Excerpts from a segmentation dataset
----

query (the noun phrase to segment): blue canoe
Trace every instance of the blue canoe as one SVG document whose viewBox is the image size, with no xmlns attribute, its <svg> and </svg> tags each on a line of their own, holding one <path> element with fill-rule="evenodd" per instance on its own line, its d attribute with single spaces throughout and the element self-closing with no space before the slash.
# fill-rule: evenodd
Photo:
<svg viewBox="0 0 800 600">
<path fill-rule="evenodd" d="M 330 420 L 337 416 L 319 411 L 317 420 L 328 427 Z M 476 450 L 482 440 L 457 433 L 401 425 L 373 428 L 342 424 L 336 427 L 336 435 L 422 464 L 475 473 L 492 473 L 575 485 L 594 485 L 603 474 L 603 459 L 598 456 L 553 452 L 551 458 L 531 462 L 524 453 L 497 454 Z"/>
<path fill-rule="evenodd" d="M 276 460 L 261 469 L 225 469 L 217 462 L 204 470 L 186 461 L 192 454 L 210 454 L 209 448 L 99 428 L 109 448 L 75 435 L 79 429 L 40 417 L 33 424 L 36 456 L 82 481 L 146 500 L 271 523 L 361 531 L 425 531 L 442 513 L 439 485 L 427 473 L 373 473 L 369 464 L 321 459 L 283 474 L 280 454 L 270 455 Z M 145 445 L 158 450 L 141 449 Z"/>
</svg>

----

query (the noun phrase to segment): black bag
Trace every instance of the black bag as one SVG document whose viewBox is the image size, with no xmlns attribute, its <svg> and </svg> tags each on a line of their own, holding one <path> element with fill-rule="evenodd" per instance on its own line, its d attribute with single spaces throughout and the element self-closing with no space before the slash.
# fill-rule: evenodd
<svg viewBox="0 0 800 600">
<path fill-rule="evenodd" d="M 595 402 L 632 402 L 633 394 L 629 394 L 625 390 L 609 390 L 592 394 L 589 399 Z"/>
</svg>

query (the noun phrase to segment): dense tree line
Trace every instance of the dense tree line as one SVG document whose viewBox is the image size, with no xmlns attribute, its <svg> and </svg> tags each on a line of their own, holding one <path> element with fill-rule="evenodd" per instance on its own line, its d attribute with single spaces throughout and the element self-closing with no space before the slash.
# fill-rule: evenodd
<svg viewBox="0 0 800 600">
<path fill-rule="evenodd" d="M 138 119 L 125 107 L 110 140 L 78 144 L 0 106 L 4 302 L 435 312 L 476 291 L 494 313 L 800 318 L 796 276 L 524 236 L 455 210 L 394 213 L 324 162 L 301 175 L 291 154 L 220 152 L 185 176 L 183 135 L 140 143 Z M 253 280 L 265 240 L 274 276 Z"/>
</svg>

----

* _Exercise brief_: Pull out every line of the material that contains the word "black", matching its case exactly.

* _Problem solution_:
query (the noun phrase to segment): black bag
Trace every instance of the black bag as one SVG document whose viewBox is the image size, with no xmlns attribute, its <svg> and </svg> tags each on a line of their own, holding one <path> element with fill-rule="evenodd" per instance on its own line, its d attribute with single spaces throughout and the element self-closing with no space before the slash.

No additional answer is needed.